### PROBLEM DETAILS
Repeat the lines of the listing below exactly, starting at the line that contains "the wildflower, imagine" and running through the last line, both included, and only those.

Items from a dataset:

────────────────────

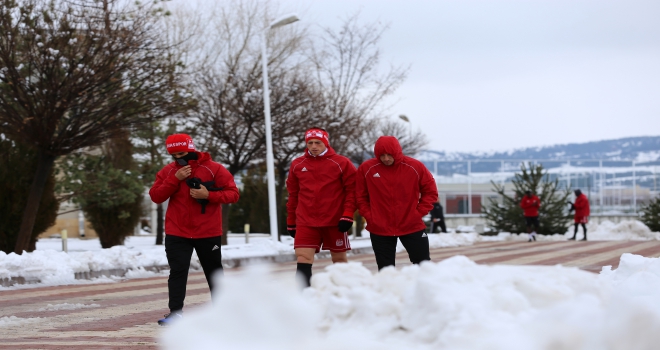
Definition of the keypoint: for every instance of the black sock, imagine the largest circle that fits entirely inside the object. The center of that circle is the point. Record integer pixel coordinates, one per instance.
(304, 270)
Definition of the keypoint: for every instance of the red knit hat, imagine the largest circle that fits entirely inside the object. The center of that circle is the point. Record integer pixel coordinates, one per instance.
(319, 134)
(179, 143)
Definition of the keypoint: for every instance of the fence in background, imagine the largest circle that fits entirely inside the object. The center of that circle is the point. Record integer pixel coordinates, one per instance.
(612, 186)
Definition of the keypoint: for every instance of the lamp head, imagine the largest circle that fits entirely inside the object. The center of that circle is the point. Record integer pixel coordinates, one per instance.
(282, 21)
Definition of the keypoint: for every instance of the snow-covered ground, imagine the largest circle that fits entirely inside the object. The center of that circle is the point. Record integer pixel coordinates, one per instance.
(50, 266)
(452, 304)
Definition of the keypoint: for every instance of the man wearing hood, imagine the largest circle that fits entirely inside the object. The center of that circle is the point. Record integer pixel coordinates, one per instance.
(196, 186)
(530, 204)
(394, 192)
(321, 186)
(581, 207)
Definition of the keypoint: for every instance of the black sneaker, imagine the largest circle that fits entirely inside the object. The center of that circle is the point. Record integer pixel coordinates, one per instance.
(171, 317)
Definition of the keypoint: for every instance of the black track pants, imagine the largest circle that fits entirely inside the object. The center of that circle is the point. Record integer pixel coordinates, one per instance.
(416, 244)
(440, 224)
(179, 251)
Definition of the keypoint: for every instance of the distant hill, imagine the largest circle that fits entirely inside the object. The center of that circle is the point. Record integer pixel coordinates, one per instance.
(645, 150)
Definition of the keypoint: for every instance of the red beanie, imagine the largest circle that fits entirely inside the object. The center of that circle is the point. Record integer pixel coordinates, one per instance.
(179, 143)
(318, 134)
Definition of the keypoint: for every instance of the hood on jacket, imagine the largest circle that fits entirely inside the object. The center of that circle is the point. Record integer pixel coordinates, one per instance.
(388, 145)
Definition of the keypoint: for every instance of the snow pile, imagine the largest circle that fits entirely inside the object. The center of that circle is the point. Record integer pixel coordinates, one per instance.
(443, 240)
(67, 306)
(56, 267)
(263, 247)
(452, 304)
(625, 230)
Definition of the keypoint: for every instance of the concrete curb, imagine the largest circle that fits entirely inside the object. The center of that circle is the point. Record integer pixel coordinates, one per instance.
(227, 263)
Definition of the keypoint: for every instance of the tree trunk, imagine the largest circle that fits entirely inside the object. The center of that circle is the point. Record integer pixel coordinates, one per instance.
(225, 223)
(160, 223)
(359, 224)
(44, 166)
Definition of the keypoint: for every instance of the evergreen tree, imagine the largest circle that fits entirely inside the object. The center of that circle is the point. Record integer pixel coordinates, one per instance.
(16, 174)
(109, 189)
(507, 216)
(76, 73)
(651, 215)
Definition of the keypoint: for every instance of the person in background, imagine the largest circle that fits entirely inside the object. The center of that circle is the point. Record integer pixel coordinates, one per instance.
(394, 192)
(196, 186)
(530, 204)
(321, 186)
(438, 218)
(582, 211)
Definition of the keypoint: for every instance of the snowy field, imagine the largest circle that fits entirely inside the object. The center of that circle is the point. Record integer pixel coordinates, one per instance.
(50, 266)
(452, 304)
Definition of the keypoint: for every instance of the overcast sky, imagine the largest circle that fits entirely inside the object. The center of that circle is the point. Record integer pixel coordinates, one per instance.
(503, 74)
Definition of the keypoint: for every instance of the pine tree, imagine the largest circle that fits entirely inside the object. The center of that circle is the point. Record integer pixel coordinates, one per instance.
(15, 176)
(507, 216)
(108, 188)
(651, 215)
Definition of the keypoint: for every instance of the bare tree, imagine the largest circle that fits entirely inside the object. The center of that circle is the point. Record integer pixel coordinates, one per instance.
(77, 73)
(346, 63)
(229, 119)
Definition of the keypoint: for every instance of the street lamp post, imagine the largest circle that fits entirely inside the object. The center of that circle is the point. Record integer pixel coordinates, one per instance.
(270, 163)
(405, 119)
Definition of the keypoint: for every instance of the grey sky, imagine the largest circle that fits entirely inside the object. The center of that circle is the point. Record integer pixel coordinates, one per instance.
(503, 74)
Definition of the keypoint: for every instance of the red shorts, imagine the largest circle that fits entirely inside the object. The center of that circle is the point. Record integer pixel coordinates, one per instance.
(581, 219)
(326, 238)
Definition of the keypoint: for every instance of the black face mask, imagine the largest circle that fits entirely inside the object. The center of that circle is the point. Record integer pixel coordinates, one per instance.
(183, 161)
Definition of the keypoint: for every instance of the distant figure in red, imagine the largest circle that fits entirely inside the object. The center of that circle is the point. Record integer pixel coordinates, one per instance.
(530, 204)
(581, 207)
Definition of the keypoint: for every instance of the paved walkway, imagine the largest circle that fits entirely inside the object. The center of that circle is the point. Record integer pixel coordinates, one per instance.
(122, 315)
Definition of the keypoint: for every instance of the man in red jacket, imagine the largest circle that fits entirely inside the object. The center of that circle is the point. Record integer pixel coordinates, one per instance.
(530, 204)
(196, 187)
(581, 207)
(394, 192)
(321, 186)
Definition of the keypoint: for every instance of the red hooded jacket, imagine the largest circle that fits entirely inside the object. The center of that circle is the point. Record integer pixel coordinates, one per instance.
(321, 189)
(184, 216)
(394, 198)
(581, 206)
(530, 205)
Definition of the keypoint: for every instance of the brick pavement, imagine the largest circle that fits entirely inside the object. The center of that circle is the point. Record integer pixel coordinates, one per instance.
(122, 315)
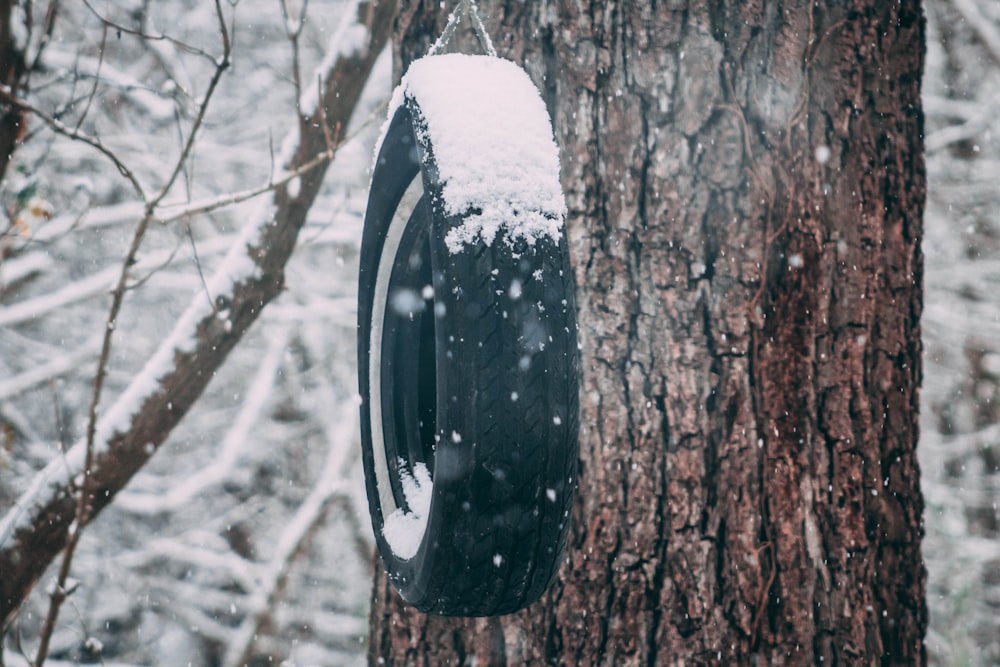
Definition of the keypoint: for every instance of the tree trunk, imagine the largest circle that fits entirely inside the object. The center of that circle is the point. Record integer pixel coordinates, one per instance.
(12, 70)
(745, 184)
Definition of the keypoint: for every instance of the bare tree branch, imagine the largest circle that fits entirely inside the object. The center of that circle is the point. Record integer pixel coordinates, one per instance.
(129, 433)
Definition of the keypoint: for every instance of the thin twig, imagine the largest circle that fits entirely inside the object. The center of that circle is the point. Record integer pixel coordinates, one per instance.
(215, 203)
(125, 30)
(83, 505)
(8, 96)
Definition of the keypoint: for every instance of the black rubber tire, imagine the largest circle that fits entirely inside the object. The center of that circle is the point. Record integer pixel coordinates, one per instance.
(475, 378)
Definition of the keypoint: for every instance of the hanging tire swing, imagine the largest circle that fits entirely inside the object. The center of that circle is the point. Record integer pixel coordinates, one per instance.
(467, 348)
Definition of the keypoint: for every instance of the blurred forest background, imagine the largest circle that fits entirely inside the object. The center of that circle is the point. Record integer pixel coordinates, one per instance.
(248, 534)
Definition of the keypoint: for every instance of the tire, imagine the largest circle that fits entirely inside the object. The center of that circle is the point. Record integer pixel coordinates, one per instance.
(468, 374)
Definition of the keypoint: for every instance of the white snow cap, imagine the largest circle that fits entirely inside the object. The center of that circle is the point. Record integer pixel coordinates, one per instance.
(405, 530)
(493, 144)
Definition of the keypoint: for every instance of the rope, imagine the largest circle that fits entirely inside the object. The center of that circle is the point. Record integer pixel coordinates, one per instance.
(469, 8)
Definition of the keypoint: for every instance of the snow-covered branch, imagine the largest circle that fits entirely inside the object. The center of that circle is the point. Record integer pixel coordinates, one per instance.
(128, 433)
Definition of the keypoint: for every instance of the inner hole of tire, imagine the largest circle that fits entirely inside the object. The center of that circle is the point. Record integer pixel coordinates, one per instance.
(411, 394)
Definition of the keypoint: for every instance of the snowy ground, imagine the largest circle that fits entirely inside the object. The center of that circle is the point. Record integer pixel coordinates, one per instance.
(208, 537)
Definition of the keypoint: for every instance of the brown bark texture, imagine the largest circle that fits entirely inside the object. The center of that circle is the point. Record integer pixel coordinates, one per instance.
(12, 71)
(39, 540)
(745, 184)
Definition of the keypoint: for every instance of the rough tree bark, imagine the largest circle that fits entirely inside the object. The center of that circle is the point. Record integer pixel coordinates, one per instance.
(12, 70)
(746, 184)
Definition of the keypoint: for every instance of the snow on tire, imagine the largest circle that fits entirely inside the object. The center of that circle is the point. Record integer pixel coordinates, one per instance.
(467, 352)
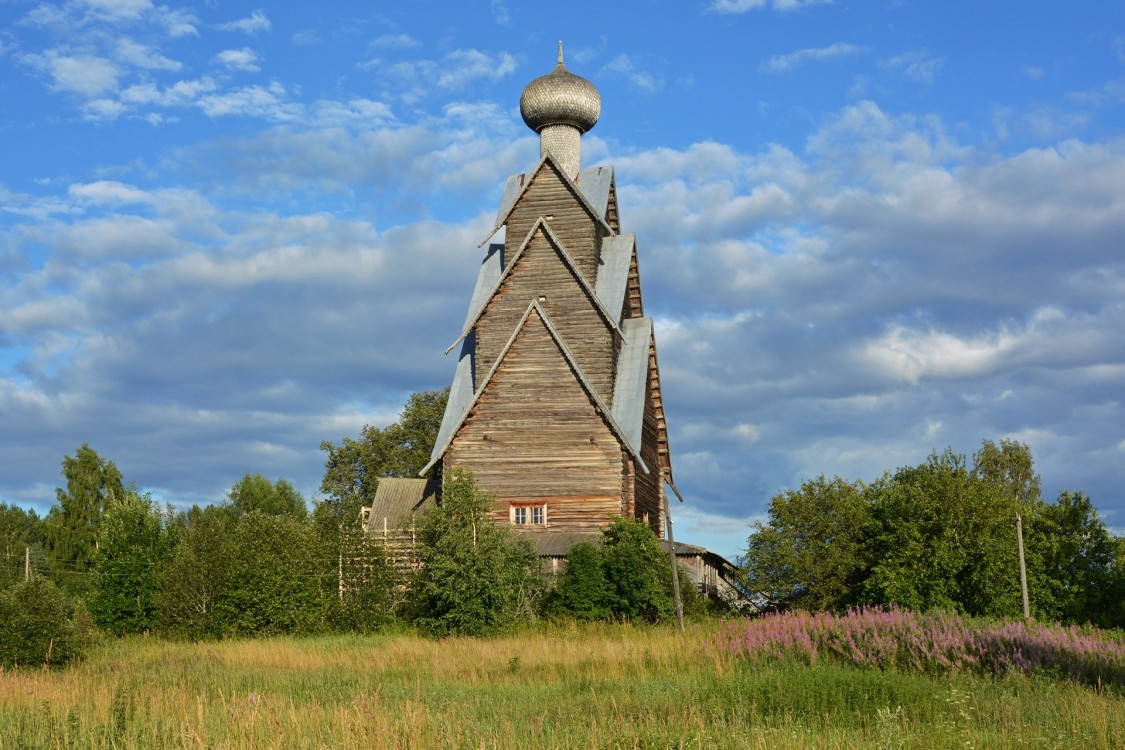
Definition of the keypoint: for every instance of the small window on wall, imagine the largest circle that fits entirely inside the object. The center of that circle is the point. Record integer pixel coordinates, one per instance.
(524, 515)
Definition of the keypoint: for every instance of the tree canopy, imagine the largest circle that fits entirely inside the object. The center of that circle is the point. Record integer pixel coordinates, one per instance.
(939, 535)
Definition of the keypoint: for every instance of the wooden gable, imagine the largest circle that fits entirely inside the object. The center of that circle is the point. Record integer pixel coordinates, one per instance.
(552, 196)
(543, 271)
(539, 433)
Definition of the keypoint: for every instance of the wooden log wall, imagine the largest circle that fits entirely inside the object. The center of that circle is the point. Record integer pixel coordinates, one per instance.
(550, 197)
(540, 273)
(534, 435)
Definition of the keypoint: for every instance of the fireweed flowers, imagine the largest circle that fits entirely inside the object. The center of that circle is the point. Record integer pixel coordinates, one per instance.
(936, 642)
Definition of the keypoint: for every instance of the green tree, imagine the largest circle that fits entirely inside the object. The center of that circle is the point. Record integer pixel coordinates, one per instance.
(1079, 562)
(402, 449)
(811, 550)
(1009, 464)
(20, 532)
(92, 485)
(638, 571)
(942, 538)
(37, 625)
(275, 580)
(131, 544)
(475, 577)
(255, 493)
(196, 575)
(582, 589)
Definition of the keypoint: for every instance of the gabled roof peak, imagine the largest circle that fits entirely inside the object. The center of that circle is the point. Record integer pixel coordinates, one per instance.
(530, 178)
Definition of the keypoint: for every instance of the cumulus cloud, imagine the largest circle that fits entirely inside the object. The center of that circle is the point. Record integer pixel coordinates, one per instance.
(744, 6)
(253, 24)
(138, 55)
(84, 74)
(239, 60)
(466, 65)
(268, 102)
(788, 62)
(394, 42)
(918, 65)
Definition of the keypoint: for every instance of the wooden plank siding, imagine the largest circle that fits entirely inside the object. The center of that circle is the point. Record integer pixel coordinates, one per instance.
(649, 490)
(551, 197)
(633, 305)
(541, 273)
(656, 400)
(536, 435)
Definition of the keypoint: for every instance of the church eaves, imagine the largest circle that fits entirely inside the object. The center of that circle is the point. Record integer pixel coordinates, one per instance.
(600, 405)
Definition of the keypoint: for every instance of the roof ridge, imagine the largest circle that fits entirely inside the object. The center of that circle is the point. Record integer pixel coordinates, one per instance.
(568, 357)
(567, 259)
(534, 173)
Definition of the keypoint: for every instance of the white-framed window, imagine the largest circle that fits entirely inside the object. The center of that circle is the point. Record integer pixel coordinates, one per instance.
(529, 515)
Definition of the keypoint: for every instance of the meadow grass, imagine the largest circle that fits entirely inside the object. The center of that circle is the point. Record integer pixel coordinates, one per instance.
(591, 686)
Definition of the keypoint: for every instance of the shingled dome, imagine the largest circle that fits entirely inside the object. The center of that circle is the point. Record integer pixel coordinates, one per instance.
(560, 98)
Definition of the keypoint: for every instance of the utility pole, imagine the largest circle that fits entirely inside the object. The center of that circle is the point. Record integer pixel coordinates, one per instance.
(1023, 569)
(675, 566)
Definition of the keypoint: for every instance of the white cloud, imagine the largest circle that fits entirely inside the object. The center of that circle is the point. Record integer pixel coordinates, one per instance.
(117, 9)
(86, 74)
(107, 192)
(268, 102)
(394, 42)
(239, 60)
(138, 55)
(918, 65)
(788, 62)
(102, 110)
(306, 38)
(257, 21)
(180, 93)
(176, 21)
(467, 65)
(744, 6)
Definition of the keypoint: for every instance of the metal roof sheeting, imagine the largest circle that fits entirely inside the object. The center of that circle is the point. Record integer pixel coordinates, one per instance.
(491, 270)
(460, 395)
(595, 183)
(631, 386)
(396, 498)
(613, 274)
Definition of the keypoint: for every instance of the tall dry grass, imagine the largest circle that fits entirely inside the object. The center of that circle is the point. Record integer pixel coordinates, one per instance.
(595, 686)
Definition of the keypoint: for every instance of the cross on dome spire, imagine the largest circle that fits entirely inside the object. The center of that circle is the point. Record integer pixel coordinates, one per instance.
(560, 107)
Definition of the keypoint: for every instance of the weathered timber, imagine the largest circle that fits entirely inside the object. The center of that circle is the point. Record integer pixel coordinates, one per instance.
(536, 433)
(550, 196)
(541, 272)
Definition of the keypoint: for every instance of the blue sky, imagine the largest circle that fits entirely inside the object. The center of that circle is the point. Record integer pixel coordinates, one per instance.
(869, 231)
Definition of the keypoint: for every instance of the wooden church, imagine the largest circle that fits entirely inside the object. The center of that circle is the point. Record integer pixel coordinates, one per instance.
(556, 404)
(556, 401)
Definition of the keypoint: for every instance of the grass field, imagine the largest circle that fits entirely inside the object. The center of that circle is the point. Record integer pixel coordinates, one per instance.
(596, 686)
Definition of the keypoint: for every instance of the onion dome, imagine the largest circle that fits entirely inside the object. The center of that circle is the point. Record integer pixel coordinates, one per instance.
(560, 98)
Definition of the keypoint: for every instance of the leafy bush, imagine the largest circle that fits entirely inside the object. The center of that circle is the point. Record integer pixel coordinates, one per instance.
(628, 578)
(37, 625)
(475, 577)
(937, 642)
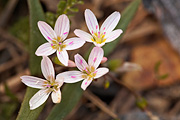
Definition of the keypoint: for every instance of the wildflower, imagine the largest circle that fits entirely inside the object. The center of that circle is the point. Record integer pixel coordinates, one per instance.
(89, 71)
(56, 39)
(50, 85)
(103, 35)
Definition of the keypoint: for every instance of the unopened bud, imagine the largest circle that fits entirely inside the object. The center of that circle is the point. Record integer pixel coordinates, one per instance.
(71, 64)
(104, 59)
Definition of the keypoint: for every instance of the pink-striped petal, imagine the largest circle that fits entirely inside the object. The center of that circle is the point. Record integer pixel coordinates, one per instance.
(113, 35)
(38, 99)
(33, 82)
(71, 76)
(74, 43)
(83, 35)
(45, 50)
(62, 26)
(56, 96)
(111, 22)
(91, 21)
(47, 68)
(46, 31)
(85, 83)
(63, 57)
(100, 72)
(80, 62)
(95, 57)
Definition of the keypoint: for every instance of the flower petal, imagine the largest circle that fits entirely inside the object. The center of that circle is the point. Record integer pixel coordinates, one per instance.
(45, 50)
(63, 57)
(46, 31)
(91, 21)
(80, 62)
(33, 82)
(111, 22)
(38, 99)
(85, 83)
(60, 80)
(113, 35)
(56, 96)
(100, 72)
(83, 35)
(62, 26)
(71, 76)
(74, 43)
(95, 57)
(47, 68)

────────────────────

### OUTPUT BELOW
Definition of the keypoint: for every instance of the wildflower, imagine the largest circle that fits entirely inside the object. The center of that circle is the point. Record integer pixel coordinates, one per instance.
(89, 71)
(56, 39)
(50, 85)
(103, 35)
Definition of the keypoint: for every instance of the unopened bud, imagine the largest circle that fits entirely inside the object. The center of that circle is the point. Record integer pixel coordinates, one per instance.
(71, 64)
(104, 59)
Definition of the keypoint: for every instance of the pink-striped petal, imagine the largest circle that fits entirely inside the object. The center of that circle is the point. Record integer pixel coordinates, one per instance.
(113, 35)
(38, 99)
(33, 82)
(71, 76)
(74, 43)
(83, 35)
(45, 50)
(62, 26)
(56, 96)
(111, 22)
(91, 21)
(47, 68)
(46, 31)
(85, 83)
(63, 57)
(100, 72)
(80, 62)
(95, 57)
Definition of the keypoint: for every instance of the flower petal, imagine the largest circle that fits entirely inside the object. The center of that circle is the point. Record integer pixel coordinates, one per instance.
(45, 50)
(63, 57)
(46, 31)
(91, 21)
(80, 62)
(33, 82)
(111, 22)
(38, 99)
(85, 83)
(60, 80)
(113, 35)
(56, 96)
(100, 72)
(83, 35)
(62, 26)
(71, 76)
(74, 43)
(95, 57)
(47, 68)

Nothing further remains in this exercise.